> _Written tasks_:
(A) Answer these questions from the passage on steam-injection failures, one per line:
(i) At Primrose East, how many wells did Canadian Natural Resources Ltd. inject high-pressure steam into?
(ii) How high did the bitumen-laden steam burst at the Devon well near Conklin in 2010?
(iii) What did Total choose instead after abandoning its steam plant project?
(B) List every company named in the passage on steam-injection failures.
(C) Summarize the passage on steam-injection failures in two sentences.

> _Excerpt to read_:
French multinational Total blasted a 300-metre crater in the boreal forest that created a one-kilometre-long dust plume during the beginning of a new steam-assisted gravity drainage operation. (Most caprock failures occur after five to seven years of pressurized steam injection.)
Four years later the regulator called the explosion “catastrophic.” The regulator concluded that Total exceeded pressure limits and “was in noncompliance with scheme approval.”
Steam then pooled below the caprock and erupted through a fracture or abandoned well. There is no conclusive identification of the cause of the failure. Nevertheless, the event illustrated that the energy available from water and steam can be formidable.
With the exception of Mike Carlson, little has been written about this event. The Calgary engineer found that “there is virtually nothing from an engineering perspective on the caprock failure at Joslyn in the peer-reviewed technical literature.” He concluded in a 2012 paper that the problem for the Total blow-out has not been fully determined.
“The Joslyn failure is a significant catastrophic failure affecting [steam-assisted gravity drainage] developments. Future licensing of [these] projects will be uncertain if the cause of failure is not known with certainty.” The event rendered nearly 30 million barrels of bitumen unrecoverable. Total abandoned its steam plant project and opted for a surface mine instead.
At Primrose East, Canadian Natural Resources Ltd. injected high-pressure steam into 80 wells at four pads. At two well sites bitumen steamed to the surface and through two thin surface fissures on the ground in the dead of winter. The company eventually removed more than 12,000 tons of bitumen, water, snow and muskeg to the landfill.
The seepage event contaminated the Bonnyville Aquifer. “There remains uncertainty about how the bitumen emulsion will break down over time with heat from further steam injection and about what constituents may be released into the Bonnyville Aquifer,” reported the regulator five years after the vent in 2013.
Neither the regulator nor CNRL could agree on the cause of the bitumen seepage. Noted the regulator: “A contributing factor in the release may have been geological weaknesses in combination with stresses induced by high-pressure steam injection.”
In 2010, bitumen-laden steam burst 30 metres into the air at a steam-assisted gravity drainage well operated by Devon near Conklin, Alberta. The blow-out, which closed seven wells, was caused by a “catastrophic erosional wear” at the wellhead due to an unusual amount of sand production. It took nearly five days to control the steam release that poured nearly 300 cubic metres of bitumen and nearly 1,000 cubic metres of water on the surface. The company later blamed the event on failure to understand the gravity of sand erosion and lack of planning for well failure.

> _Record set_:
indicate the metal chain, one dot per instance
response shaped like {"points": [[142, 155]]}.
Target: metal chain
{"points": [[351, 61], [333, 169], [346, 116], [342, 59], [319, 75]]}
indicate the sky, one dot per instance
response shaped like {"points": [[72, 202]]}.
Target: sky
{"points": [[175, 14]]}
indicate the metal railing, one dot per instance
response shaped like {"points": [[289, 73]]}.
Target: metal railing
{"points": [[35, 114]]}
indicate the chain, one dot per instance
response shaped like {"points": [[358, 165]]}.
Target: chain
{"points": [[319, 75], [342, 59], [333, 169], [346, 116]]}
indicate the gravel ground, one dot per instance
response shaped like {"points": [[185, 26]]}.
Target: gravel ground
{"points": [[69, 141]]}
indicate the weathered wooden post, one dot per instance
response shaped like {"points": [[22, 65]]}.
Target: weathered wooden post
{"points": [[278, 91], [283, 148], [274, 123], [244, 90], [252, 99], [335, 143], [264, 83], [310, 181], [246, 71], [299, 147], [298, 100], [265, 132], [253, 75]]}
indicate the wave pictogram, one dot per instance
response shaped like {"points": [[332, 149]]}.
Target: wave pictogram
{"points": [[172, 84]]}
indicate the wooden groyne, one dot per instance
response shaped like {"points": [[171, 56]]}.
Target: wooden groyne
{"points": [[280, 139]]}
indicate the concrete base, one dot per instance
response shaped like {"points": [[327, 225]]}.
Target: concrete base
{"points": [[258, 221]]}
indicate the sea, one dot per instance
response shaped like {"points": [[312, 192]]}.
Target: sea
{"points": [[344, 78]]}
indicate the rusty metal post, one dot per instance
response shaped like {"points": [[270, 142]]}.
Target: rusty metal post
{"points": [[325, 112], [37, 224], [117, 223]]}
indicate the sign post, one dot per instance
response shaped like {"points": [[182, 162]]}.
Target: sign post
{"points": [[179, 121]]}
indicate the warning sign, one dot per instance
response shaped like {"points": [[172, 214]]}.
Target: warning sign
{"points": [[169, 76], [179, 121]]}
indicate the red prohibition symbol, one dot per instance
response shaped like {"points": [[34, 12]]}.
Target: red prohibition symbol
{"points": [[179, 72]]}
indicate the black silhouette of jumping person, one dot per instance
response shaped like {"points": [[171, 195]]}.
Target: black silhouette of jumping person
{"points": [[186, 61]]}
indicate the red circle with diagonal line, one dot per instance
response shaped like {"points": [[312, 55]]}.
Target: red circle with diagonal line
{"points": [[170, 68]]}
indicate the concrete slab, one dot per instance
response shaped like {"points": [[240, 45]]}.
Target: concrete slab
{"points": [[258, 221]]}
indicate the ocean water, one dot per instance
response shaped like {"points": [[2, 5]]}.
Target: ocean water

> _Solutions_:
(A)
(i) 80 wells, at four pads
(ii) 30 metres into the air
(iii) A surface mine

(B)
Total
Canadian Natural Resources Ltd. (CNRL)
Devon

(C) A Total steam-assisted gravity drainage operation at Joslyn blasted a 300-metre crater in an event the regulator called catastrophic, and it left nearly 30 million barrels of bitumen unrecoverable, though its cause has not been conclusively identified. At Primrose East, bitumen from Canadian Natural Resources Ltd.'s high-pressure steam injection seeped to the surface and contaminated the Bonnyville Aquifer, and in 2010 a blow-out at a Devon well near Conklin, Alberta, caused by erosional wear from sand production, poured bitumen and water onto the surface.